## WORK TO BE COMPLETED
Rewrite the entries from the line with "Task: point to the leaf" up to and including the line with "Query: leaf armband", swapping "leaf armband" for "shell bracelet" and leaving everything else unchanged.

## INPUT RECORDS
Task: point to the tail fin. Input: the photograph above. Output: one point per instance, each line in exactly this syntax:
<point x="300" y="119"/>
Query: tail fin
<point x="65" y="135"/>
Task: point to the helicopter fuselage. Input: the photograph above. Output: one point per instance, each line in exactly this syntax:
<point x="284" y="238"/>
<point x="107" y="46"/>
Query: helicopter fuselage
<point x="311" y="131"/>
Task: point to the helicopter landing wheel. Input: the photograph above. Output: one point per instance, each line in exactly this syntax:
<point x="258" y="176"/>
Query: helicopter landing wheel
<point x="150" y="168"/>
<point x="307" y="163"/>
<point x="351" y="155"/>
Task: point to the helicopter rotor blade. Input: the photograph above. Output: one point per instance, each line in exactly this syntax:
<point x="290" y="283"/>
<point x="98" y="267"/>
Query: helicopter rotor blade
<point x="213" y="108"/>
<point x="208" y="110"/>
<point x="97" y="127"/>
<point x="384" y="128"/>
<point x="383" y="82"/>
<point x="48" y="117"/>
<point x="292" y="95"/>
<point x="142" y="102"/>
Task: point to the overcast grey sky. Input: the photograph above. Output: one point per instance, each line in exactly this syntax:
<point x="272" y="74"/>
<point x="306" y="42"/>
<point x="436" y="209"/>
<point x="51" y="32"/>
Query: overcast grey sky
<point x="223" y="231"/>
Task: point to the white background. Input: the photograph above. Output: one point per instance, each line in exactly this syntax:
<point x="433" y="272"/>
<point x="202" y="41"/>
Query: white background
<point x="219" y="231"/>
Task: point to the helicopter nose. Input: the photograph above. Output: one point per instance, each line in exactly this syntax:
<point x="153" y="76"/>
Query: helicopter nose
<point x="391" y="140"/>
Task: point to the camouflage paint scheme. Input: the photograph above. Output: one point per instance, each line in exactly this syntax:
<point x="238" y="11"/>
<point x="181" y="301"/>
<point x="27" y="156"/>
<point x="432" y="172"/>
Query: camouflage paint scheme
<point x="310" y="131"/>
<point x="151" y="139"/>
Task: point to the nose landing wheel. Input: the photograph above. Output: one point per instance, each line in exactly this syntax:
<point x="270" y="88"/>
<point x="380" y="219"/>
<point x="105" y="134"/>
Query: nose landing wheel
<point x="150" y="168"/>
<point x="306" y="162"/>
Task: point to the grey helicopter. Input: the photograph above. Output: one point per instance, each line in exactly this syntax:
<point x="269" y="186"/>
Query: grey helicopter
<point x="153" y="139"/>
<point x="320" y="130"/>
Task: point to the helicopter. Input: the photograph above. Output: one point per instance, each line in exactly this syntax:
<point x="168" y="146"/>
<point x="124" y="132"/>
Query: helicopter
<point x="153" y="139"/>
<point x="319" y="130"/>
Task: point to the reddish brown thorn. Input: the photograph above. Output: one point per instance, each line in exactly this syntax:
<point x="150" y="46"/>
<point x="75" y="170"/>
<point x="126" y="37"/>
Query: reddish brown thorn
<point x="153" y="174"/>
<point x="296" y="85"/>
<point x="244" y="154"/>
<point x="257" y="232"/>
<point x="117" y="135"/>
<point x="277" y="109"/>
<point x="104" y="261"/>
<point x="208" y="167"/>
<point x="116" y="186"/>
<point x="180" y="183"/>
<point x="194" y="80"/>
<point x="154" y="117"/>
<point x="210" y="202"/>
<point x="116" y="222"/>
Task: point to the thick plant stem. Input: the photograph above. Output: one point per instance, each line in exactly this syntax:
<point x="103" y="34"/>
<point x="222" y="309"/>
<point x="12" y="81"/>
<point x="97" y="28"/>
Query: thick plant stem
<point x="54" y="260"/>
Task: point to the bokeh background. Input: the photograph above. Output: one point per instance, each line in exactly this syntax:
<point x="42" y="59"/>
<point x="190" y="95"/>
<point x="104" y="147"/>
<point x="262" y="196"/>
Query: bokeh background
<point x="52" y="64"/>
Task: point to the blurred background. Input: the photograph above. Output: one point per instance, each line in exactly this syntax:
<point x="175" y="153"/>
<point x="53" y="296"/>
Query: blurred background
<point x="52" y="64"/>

--

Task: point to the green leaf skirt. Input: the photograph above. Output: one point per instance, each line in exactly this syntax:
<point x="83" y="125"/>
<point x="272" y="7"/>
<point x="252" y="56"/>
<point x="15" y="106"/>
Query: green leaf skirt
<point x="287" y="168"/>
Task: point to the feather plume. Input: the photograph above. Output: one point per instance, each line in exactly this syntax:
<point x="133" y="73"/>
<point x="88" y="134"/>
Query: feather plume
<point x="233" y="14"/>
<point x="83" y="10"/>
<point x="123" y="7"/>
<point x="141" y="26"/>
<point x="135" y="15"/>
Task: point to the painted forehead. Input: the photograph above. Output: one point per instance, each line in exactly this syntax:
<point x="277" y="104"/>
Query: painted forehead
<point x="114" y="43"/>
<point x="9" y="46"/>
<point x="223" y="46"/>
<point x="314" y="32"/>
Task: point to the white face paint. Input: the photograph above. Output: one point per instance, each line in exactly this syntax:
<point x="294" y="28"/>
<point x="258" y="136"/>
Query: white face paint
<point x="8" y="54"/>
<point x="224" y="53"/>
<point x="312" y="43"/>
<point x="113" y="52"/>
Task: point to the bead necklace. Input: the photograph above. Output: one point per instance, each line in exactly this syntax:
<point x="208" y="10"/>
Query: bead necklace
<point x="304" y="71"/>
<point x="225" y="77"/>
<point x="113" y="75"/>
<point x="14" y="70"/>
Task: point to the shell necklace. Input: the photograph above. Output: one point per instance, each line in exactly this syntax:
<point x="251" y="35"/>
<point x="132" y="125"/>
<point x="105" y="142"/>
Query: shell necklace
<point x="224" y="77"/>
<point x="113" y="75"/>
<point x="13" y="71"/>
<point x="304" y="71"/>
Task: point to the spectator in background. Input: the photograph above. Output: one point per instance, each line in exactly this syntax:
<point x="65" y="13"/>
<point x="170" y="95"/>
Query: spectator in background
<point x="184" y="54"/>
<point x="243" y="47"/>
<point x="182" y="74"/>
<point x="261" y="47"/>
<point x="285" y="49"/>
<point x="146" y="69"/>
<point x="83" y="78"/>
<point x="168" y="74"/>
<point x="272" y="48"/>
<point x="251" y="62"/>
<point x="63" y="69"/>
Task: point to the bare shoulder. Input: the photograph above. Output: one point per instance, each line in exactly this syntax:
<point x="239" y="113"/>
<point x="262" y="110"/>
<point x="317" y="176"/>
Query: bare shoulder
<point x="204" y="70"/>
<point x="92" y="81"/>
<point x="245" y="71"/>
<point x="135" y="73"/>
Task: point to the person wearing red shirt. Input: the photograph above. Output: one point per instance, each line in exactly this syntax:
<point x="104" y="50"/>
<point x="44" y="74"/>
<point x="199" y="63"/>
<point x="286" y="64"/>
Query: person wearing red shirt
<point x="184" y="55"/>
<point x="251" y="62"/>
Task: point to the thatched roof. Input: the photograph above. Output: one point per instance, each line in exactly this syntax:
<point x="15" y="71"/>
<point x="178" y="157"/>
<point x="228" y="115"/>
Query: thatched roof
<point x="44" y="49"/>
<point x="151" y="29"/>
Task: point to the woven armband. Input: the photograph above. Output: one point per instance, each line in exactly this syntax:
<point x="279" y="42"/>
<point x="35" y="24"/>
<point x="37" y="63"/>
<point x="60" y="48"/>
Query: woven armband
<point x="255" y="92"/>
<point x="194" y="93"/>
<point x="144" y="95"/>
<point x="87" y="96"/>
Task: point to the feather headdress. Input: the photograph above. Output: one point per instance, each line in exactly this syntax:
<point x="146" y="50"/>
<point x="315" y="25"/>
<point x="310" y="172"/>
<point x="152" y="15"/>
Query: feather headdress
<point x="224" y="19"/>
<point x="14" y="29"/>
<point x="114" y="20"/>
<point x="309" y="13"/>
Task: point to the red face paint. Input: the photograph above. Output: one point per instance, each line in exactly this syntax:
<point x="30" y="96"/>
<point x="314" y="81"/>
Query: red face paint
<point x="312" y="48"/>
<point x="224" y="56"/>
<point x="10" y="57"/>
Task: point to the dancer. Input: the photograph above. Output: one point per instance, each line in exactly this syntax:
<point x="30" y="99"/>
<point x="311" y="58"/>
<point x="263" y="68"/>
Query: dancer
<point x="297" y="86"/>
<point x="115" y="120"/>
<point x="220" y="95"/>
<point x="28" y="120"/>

---

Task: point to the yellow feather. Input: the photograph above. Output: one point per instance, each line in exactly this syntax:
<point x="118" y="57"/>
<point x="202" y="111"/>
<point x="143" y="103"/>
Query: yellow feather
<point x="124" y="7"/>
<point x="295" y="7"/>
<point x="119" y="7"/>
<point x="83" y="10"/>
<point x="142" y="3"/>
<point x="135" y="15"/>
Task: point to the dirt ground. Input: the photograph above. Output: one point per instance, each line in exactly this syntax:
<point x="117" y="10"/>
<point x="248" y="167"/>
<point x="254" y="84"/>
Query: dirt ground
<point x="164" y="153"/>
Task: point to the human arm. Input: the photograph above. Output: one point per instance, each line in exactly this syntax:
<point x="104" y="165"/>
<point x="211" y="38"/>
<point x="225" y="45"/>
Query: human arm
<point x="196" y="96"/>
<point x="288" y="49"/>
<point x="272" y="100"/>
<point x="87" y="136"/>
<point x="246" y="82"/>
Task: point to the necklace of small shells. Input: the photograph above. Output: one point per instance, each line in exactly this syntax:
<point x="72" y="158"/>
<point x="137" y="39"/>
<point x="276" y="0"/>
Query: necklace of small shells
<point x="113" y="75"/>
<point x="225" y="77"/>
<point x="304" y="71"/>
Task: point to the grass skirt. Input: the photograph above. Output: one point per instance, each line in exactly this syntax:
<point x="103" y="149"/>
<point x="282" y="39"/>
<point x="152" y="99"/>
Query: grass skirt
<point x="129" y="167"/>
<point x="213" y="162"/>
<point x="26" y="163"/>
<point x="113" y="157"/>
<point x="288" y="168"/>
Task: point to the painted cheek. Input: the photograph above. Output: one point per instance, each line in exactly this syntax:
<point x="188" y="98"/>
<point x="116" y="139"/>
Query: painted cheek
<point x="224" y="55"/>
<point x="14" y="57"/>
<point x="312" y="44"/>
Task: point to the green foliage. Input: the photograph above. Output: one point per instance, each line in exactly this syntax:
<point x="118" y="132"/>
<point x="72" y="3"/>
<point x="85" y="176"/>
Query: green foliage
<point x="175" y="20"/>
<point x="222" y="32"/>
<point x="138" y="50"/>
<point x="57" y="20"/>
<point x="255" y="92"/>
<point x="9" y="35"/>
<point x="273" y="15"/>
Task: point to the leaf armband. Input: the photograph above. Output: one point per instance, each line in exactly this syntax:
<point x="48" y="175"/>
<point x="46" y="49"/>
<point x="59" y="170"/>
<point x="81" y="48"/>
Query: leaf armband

## COMPLETE RESPONSE
Task: point to the shell bracelet. Input: the photograph above. Output: one point per instance, each line in exactly this syntax:
<point x="48" y="175"/>
<point x="46" y="49"/>
<point x="59" y="170"/>
<point x="81" y="48"/>
Query: shell bracelet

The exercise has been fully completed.